## STATED TASK:
Copy the records below word for word, starting at their first line and ending with the line that contains "[[118, 89]]".

-- start of ENTRIES SHOWN --

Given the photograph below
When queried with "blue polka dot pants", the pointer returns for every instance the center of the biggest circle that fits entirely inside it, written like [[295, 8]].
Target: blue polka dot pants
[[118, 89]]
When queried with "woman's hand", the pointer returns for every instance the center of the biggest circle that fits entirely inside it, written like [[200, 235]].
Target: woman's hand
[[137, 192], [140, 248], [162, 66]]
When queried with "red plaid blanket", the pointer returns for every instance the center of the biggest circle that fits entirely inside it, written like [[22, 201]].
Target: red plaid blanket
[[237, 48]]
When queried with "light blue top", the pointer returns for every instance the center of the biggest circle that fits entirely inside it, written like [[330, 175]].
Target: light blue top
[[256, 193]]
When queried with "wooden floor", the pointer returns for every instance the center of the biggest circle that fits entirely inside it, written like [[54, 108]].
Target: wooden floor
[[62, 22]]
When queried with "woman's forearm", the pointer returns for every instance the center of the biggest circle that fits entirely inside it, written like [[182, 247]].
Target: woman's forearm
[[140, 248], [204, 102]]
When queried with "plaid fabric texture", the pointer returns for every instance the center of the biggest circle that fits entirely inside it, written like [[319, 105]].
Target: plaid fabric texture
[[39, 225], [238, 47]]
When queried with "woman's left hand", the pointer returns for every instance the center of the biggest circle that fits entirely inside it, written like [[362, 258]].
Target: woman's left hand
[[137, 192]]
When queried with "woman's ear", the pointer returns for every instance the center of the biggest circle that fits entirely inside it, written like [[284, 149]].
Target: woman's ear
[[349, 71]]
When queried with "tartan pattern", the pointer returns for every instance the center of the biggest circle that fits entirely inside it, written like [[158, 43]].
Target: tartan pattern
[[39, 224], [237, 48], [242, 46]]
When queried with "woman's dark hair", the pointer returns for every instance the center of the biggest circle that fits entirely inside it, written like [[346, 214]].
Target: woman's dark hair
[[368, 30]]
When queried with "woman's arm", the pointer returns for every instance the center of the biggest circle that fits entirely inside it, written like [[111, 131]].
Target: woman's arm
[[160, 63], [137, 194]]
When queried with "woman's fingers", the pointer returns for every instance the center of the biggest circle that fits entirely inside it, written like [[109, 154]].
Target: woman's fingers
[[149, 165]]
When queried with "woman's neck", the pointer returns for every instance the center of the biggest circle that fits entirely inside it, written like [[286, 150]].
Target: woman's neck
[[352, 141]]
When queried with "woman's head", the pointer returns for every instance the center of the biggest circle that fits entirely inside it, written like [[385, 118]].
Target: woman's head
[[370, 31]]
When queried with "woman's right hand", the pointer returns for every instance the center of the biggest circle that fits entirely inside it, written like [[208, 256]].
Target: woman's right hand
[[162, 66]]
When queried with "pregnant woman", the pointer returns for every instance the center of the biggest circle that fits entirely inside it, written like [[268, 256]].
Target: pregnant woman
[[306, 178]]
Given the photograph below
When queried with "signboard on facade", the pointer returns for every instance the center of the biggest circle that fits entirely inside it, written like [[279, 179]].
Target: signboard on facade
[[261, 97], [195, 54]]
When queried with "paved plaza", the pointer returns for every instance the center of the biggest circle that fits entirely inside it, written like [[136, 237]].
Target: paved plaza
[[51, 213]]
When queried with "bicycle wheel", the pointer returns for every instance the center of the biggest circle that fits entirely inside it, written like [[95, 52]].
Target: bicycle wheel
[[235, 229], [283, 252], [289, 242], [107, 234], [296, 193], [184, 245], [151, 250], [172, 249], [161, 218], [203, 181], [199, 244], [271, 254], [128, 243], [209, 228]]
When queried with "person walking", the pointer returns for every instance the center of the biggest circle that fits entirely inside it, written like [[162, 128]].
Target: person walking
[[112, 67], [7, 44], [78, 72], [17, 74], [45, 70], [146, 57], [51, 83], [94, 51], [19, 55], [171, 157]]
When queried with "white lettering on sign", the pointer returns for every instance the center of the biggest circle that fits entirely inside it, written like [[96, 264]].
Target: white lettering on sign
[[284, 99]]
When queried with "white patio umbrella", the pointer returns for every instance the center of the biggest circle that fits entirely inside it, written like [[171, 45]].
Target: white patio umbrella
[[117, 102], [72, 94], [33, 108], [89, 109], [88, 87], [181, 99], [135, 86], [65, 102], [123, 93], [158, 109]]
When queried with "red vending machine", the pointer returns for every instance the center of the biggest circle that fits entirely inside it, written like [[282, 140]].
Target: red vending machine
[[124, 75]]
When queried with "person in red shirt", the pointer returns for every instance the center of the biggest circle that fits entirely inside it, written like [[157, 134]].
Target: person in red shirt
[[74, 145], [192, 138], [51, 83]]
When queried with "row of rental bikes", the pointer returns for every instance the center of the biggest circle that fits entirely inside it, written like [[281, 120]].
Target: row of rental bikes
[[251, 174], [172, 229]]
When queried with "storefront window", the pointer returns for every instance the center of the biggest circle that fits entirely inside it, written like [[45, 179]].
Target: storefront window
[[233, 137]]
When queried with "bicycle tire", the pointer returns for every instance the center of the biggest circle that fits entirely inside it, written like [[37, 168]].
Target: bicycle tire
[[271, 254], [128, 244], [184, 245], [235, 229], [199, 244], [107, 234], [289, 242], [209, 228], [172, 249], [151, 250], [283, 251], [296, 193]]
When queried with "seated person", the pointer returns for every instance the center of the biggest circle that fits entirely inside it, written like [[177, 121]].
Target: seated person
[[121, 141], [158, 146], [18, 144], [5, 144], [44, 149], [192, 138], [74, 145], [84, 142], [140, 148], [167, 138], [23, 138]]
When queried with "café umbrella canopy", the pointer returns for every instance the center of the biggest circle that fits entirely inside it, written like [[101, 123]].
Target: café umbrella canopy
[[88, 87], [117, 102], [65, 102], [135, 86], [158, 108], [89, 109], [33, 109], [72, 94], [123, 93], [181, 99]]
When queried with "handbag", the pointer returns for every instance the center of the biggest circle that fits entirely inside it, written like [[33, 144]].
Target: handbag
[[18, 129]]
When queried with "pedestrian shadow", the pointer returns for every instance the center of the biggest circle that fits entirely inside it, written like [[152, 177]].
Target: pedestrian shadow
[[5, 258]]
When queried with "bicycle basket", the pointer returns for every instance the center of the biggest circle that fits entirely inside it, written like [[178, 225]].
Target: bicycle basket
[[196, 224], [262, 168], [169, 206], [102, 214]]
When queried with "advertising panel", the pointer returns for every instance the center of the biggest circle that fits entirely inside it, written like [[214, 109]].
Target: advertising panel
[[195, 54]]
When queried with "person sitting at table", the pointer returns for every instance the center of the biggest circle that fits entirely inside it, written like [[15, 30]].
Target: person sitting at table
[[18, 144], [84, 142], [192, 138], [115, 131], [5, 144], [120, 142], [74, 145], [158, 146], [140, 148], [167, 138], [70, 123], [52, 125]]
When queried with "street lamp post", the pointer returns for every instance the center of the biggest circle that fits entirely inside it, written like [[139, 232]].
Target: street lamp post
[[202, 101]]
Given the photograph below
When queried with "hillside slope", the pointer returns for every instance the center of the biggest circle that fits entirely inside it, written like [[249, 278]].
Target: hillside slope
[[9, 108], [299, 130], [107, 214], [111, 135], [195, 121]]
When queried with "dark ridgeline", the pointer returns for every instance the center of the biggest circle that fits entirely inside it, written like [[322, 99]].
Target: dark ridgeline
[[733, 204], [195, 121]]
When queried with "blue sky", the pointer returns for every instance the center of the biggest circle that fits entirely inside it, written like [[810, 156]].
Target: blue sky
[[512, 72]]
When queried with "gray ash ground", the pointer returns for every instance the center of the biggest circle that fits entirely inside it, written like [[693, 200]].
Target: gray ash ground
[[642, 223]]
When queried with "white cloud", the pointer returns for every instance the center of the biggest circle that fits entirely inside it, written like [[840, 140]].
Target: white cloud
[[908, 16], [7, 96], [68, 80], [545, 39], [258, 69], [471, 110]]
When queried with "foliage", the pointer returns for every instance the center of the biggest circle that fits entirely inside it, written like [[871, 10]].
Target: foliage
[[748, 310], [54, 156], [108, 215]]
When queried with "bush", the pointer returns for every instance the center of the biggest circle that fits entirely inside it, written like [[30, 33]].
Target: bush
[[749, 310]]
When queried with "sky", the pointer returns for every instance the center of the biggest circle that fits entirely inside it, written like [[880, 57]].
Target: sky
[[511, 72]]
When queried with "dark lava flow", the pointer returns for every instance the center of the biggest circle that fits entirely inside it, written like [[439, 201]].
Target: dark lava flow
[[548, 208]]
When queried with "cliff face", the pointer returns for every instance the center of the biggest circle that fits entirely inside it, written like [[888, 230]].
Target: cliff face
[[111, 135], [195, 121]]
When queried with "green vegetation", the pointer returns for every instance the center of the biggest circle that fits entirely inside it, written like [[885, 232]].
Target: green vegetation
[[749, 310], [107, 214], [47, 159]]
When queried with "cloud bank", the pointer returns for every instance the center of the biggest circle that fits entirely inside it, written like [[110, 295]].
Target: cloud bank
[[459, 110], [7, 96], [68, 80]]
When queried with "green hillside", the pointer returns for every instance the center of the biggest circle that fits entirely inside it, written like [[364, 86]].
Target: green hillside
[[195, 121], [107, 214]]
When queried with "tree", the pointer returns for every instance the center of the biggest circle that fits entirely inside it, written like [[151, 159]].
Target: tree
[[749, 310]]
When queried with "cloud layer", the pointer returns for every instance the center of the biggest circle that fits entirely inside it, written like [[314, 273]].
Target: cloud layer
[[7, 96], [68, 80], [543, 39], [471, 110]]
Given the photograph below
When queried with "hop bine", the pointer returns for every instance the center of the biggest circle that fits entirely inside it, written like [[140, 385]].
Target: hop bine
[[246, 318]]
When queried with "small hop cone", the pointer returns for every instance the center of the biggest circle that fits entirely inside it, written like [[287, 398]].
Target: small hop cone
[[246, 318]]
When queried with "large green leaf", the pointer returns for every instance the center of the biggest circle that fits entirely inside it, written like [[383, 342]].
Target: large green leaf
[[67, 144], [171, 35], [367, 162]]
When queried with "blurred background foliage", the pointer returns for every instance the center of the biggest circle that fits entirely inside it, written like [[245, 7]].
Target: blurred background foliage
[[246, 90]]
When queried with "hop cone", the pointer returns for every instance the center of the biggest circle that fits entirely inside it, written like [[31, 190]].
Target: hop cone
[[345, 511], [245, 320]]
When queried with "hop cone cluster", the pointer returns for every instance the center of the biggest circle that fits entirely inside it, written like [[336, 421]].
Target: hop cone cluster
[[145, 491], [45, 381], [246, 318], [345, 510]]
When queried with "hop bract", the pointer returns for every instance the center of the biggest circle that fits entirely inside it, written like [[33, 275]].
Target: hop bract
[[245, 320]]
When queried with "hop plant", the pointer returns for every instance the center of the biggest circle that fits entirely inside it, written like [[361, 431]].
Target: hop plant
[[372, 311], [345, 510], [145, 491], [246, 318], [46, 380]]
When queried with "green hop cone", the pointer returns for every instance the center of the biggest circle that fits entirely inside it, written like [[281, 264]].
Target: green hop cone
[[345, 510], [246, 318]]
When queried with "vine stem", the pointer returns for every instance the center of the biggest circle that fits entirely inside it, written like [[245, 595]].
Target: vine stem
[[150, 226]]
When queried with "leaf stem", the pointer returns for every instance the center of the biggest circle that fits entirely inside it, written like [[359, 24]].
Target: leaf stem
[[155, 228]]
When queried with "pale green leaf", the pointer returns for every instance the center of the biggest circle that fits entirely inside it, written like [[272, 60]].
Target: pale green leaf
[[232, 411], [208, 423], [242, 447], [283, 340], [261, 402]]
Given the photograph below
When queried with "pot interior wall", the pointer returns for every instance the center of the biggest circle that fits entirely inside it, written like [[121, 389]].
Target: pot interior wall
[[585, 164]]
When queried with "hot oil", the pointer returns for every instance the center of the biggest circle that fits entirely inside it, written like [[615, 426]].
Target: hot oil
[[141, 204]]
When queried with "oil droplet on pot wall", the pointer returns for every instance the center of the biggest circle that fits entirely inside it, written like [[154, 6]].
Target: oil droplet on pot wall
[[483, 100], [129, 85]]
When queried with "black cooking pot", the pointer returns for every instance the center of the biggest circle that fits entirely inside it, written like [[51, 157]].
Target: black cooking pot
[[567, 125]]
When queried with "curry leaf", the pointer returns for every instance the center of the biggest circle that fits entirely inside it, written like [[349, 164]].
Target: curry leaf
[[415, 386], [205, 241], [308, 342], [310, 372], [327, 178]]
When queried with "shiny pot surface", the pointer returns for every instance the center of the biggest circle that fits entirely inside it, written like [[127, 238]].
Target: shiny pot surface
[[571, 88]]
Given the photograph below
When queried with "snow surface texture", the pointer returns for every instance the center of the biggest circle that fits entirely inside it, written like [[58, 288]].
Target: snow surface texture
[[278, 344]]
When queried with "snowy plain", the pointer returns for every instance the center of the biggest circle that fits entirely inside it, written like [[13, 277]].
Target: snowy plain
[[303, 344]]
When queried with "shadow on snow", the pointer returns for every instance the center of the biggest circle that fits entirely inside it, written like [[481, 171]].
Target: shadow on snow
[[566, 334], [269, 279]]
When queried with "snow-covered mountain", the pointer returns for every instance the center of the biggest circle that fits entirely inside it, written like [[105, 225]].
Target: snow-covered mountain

-- end of ENTRIES SHOWN --

## EXPECTED ANSWER:
Given the photograph below
When queried with "blue polka dot pants", the pointer returns for every instance the center of the biggest circle that fits entirely inside it, written like [[295, 8]].
Target: blue polka dot pants
[[118, 89]]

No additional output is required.